**Task requirements**
Can you transcribe every record below exactly as it appears?

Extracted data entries
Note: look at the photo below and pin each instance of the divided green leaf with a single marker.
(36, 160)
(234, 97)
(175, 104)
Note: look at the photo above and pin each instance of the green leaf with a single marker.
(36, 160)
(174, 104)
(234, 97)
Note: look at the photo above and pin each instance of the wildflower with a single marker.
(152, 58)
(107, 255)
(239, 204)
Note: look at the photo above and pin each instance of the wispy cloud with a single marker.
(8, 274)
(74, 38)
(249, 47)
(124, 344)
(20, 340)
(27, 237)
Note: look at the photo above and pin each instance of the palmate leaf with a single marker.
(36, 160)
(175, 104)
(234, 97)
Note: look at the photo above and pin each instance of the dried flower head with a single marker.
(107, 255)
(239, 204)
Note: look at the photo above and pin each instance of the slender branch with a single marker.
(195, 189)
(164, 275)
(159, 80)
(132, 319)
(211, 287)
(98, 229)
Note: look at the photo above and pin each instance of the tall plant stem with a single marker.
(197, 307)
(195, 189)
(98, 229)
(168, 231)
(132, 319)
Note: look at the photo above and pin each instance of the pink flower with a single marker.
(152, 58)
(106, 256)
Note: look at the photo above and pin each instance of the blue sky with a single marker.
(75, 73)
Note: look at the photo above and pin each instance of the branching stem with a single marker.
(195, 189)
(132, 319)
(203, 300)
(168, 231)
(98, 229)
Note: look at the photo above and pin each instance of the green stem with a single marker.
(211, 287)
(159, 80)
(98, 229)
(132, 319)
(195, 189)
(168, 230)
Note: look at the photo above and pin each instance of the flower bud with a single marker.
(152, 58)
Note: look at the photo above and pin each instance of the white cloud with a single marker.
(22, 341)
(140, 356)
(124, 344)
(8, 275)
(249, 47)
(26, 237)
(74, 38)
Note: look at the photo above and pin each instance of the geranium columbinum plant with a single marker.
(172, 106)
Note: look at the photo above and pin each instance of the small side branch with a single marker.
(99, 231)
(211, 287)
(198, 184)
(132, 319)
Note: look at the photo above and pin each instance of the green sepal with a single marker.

**Exercise answer**
Note: look at the photo below and pin each instance of the divided green leaf with a single marker.
(36, 160)
(234, 97)
(175, 104)
Note: look at the photo above and pin each instance of the green leaf with a single marker.
(36, 160)
(174, 104)
(234, 97)
Note: look at the photo above and pin each instance of the wildflower with a single marker.
(152, 58)
(107, 255)
(239, 204)
Note: look at the photo above and pin each instance of the wispy cloud with a single marker.
(8, 274)
(74, 38)
(249, 47)
(124, 344)
(20, 340)
(27, 237)
Note: look at the photo above and pin each instance of the palmate leaf with a single marker.
(36, 160)
(175, 104)
(234, 97)
Note: look at the photo above and pin each instance of the dried flower head with a single marker.
(107, 255)
(239, 204)
Note: look at the photo above and pin each instance of the slender branch with a single marker.
(195, 189)
(164, 275)
(159, 80)
(132, 319)
(211, 287)
(98, 229)
Note: look at the photo above and pin each instance of the tall plant stem with a single marker.
(197, 307)
(195, 189)
(98, 229)
(168, 231)
(132, 319)
Note: look at the photo above and pin each instance of the pink flower with a single marker.
(152, 58)
(106, 256)
Note: look at the photo above and pin each instance of the blue sky with a single marker.
(75, 73)
Note: look at the photo above and pin each instance of the branching stem with a single marker.
(195, 189)
(132, 319)
(203, 300)
(168, 231)
(98, 229)
Note: look at the photo above and pin each instance of the green stem with a single marker.
(211, 287)
(159, 80)
(98, 229)
(132, 319)
(195, 189)
(168, 230)
Note: look at the photo above and pin each instance of the flower bud with a single marker.
(152, 58)
Note: look at the photo above and pin each instance of the white cloud with a single marker.
(22, 341)
(140, 356)
(124, 344)
(8, 275)
(249, 47)
(26, 237)
(74, 38)
Note: look at the photo above and pin each instance of the geranium columbinum plant with a single marker.
(172, 106)
Note: look at the photo above and pin each instance of the small side branch with a single marker.
(99, 231)
(211, 287)
(198, 184)
(132, 319)
Note: look at the photo above and pin each instance of the green sepal with a single marker.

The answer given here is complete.